- Task instructions
Please show all lines of the records that include "green".
BEGIN Given records
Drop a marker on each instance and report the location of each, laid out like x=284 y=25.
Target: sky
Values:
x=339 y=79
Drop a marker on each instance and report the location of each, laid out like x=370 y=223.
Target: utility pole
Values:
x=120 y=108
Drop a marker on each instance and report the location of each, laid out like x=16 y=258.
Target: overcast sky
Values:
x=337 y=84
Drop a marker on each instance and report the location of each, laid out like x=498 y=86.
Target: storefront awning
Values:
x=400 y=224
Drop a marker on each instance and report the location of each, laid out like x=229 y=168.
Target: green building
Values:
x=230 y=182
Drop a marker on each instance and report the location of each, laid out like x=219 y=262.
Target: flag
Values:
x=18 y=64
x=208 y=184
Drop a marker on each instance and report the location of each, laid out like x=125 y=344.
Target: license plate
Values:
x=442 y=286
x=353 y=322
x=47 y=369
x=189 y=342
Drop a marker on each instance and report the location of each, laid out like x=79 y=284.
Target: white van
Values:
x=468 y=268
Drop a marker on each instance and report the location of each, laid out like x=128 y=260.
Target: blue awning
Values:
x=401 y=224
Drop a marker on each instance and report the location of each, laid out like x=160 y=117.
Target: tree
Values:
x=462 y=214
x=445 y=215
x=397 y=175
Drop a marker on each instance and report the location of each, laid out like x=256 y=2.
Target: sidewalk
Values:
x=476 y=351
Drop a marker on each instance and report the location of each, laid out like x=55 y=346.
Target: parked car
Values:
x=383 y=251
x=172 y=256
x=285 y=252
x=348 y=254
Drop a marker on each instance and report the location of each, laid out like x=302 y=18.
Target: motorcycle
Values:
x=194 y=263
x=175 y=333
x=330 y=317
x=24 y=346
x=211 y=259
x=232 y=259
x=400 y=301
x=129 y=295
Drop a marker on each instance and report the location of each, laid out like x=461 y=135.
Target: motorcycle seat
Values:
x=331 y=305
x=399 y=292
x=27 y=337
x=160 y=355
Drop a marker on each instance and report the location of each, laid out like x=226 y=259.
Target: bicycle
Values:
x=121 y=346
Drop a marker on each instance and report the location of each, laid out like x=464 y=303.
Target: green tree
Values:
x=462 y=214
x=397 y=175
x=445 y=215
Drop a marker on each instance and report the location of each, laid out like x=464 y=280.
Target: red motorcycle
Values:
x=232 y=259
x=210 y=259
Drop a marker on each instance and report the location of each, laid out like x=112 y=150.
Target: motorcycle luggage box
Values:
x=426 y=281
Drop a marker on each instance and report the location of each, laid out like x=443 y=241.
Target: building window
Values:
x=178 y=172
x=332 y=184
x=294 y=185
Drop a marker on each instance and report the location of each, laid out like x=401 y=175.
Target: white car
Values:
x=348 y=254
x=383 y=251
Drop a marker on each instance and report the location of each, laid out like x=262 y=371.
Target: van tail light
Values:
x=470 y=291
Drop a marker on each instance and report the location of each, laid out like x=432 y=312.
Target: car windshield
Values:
END Given records
- Exercise solution
Target: green building
Target: green tree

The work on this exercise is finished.